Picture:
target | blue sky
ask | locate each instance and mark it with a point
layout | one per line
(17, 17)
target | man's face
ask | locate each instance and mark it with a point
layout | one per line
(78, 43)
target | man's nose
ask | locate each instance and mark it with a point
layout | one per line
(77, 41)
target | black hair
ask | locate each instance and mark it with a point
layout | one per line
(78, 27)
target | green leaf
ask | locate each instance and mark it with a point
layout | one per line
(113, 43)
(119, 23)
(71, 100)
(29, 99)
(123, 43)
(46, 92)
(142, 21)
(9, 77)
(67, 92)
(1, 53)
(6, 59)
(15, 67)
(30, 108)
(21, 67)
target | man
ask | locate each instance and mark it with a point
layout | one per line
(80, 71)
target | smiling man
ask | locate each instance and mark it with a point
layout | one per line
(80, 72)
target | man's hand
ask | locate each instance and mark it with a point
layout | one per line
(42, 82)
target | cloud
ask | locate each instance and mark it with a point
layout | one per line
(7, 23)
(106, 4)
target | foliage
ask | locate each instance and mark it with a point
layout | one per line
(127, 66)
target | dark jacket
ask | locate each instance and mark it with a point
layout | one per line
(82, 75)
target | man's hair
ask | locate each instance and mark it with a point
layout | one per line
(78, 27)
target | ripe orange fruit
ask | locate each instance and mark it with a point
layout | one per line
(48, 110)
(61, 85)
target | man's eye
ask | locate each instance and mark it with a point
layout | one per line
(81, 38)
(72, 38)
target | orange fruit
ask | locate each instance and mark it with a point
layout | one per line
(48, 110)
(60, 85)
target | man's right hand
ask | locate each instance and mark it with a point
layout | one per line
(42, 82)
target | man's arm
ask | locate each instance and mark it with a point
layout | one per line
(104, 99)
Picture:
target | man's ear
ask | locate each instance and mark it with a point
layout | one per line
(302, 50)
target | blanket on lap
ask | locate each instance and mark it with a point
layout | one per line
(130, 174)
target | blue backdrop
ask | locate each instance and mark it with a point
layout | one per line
+-------+
Print the whole listing again, exactly.

Correct output:
Picture:
target | blue sky
ask | locate each instance and mark it with a point
layout | one per line
(17, 17)
target | man's face
ask | locate each instance and mark it with a point
layout | one per line
(78, 43)
target | man's nose
ask | locate each instance and mark it with a point
layout | one per line
(77, 41)
target | black hair
ask | locate each instance and mark it with a point
layout | one per line
(78, 27)
target | green leaf
ask | locate each instance and mark it with a point
layout | one per line
(113, 43)
(119, 23)
(71, 100)
(29, 99)
(123, 43)
(46, 92)
(142, 21)
(9, 77)
(67, 92)
(1, 53)
(6, 59)
(15, 67)
(30, 108)
(21, 67)
target | man
ask | locate each instance and mark it with a point
layout | one per line
(80, 71)
target | smiling man
ask | locate each instance and mark it with a point
layout | one per line
(80, 72)
target | man's hand
ask | locate each instance and mark it with a point
layout | one per line
(42, 82)
target | cloud
ask | locate each instance and mark it with a point
layout | one per line
(7, 23)
(106, 4)
target | foliage
ask | locate each instance and mark it with a point
layout | one per line
(127, 66)
target | dark jacket
ask | locate each instance and mark it with a point
layout | one per line
(82, 75)
target | man's hair
ask | locate each instance and mark it with a point
layout | one per line
(78, 27)
target | ripe orange fruit
ask | locate each instance and mark it with a point
layout | one per line
(48, 110)
(61, 85)
target | man's eye
ask | locate each instance and mark it with a point
layout | one per line
(81, 38)
(72, 38)
target | orange fruit
ask | locate each instance and mark it with a point
layout | one per line
(48, 110)
(60, 85)
target | man's right hand
ask | locate each instance and mark it with a point
layout | one per line
(42, 82)
target | man's arm
ask | locate each instance and mark it with a point
layout | one per line
(104, 99)
Picture:
target | man's ear
ask | locate each instance and mark it with a point
layout | one per line
(302, 50)
target | blanket on lap
ask | locate each instance and mark it with a point
layout | one per line
(130, 174)
target | blue backdrop
ask | locate each instance and mark it with a point
layout | one per line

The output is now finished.